Dataset excerpt
=-=-=

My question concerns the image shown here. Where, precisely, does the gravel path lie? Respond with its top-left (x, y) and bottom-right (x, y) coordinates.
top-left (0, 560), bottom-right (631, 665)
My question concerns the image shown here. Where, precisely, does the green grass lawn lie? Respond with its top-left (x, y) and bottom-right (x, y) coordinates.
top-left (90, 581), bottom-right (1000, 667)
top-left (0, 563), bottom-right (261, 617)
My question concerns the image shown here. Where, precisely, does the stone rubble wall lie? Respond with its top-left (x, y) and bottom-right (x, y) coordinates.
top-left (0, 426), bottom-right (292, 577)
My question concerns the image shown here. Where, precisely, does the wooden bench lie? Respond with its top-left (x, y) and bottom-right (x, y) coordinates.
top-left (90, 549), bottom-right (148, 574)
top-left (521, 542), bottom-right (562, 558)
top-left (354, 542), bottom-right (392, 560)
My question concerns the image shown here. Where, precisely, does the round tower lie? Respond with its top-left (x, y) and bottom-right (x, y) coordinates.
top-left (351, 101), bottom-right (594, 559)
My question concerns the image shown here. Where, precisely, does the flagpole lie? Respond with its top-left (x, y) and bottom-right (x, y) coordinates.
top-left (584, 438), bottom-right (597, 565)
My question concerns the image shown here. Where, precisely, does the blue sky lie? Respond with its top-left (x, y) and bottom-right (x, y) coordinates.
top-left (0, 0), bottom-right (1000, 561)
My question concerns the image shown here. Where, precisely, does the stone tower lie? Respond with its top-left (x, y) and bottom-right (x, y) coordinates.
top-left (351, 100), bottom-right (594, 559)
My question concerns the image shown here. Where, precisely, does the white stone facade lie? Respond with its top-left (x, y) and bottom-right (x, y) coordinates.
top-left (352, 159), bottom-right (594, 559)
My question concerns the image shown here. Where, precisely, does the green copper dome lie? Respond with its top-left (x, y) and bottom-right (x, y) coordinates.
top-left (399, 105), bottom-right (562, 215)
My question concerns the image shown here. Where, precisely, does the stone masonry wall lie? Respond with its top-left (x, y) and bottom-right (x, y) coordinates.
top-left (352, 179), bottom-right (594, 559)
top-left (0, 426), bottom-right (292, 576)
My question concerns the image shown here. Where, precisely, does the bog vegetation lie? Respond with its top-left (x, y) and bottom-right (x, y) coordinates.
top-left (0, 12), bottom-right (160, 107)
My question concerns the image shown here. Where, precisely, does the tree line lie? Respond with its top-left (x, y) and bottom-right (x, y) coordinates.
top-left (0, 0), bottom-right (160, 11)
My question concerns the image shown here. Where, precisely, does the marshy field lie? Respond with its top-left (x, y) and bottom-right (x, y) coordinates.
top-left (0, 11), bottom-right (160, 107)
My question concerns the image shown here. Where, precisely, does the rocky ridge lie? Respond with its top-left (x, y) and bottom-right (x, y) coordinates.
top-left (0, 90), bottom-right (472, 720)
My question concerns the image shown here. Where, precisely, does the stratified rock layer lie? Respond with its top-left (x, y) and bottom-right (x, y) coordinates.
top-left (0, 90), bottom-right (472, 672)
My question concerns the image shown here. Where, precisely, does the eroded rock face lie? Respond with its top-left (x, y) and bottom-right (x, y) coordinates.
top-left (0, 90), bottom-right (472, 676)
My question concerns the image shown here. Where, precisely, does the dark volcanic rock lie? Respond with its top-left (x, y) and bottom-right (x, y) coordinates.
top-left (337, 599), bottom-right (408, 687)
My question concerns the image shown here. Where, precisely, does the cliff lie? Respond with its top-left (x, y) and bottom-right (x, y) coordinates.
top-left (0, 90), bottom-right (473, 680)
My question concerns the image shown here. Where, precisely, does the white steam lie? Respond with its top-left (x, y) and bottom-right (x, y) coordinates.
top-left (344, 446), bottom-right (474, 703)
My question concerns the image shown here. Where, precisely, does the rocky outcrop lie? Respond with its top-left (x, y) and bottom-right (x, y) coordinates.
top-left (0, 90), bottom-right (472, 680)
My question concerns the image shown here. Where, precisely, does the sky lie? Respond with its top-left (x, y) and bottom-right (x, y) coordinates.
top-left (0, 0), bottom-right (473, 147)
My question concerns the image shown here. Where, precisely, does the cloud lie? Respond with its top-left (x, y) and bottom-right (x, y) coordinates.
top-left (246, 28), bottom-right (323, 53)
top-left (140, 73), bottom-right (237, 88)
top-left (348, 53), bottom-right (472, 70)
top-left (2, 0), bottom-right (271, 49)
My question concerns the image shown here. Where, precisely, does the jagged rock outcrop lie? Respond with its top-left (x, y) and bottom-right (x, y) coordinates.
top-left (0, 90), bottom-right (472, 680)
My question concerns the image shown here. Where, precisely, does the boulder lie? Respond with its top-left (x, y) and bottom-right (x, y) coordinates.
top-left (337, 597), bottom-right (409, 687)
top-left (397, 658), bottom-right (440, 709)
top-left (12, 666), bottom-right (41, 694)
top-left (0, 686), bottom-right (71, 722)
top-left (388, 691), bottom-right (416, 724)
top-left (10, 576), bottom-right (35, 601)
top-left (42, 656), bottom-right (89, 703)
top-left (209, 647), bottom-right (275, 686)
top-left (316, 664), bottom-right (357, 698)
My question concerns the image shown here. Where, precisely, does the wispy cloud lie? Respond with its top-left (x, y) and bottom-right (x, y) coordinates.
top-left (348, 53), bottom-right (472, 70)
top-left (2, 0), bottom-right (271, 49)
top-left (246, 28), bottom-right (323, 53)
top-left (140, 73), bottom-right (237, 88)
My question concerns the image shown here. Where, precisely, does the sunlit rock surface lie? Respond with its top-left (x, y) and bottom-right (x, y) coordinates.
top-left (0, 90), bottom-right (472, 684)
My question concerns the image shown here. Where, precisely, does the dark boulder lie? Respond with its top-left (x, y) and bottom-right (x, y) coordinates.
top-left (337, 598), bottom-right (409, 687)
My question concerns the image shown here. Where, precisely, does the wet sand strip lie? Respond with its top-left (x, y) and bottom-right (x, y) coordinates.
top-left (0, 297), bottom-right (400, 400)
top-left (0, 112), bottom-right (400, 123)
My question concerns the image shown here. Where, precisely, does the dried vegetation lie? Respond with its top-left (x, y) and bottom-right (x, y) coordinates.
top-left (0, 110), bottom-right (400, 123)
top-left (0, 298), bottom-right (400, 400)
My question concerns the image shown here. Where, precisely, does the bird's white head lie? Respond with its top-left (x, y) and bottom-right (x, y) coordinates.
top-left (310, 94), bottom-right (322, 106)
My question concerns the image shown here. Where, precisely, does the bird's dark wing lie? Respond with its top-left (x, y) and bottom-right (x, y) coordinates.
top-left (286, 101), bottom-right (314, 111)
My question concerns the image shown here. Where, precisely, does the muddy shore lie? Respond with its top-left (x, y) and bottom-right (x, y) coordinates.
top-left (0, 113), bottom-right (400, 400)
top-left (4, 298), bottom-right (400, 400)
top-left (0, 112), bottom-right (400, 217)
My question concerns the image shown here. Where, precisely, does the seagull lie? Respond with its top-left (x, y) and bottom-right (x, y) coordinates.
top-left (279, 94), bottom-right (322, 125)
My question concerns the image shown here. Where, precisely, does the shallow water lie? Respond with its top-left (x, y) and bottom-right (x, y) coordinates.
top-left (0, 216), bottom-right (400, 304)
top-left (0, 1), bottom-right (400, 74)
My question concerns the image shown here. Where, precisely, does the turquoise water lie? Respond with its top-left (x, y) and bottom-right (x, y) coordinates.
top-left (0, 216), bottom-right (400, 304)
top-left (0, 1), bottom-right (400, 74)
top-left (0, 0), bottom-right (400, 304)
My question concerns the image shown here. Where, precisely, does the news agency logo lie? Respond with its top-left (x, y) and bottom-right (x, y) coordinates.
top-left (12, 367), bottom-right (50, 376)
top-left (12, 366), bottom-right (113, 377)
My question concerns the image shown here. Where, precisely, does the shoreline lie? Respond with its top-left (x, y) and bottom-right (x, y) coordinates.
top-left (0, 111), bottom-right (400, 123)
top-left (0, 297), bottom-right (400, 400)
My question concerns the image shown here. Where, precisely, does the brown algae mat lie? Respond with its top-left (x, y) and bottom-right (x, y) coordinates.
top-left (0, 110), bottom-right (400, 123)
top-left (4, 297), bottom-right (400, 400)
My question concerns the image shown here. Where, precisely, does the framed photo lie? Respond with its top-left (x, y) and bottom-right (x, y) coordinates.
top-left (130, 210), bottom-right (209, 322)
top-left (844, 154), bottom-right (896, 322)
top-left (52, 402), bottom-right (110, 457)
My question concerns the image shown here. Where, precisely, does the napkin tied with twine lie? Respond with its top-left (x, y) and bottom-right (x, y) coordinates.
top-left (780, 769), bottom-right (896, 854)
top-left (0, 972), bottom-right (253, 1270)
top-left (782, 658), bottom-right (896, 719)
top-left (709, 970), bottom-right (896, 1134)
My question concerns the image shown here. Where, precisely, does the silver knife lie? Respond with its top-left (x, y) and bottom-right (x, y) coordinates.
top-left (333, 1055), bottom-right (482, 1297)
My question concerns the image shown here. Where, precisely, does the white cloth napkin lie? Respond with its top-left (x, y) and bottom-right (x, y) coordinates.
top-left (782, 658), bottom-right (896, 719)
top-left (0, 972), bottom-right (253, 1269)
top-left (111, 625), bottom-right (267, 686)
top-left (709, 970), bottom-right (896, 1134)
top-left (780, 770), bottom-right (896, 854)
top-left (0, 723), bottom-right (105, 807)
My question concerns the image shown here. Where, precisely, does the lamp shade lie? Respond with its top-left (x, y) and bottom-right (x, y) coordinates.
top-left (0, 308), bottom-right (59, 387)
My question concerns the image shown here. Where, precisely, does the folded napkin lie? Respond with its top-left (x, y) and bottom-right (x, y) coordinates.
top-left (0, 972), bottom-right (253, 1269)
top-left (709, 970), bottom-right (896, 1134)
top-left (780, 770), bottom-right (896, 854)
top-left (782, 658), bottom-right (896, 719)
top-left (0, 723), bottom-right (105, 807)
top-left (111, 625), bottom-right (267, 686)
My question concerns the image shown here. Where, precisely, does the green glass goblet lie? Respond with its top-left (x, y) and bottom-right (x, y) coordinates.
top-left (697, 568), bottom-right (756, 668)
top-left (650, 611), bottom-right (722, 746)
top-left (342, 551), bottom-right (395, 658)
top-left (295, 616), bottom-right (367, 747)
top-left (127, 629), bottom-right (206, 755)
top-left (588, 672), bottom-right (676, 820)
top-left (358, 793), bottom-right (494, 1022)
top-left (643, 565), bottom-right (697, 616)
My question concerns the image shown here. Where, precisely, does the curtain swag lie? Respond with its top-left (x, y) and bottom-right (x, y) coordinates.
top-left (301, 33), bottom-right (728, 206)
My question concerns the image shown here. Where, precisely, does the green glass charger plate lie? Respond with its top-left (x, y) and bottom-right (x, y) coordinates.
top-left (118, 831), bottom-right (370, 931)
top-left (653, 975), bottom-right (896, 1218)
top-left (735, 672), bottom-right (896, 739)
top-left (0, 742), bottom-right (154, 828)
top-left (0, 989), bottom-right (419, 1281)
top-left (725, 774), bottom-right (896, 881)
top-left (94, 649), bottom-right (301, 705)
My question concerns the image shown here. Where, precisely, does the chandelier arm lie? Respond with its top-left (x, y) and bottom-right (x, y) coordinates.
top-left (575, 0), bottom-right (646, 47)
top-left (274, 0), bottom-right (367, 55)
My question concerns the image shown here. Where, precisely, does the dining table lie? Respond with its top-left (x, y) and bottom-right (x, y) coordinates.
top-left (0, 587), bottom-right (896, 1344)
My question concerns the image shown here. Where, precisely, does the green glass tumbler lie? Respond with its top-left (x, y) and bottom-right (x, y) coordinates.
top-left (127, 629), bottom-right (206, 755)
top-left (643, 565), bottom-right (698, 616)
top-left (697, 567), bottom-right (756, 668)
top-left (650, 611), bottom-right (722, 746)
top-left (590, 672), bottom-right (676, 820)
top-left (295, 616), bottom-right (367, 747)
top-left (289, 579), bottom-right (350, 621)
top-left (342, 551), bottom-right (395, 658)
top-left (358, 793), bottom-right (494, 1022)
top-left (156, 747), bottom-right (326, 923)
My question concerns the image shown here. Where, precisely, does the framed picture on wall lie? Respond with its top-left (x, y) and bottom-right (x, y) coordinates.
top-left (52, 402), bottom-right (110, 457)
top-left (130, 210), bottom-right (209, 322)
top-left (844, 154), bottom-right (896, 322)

=-=-=

THE PROBLEM
How many lines in the records above contain the string "green"? Reply with the number alone.

FULL ANSWER
5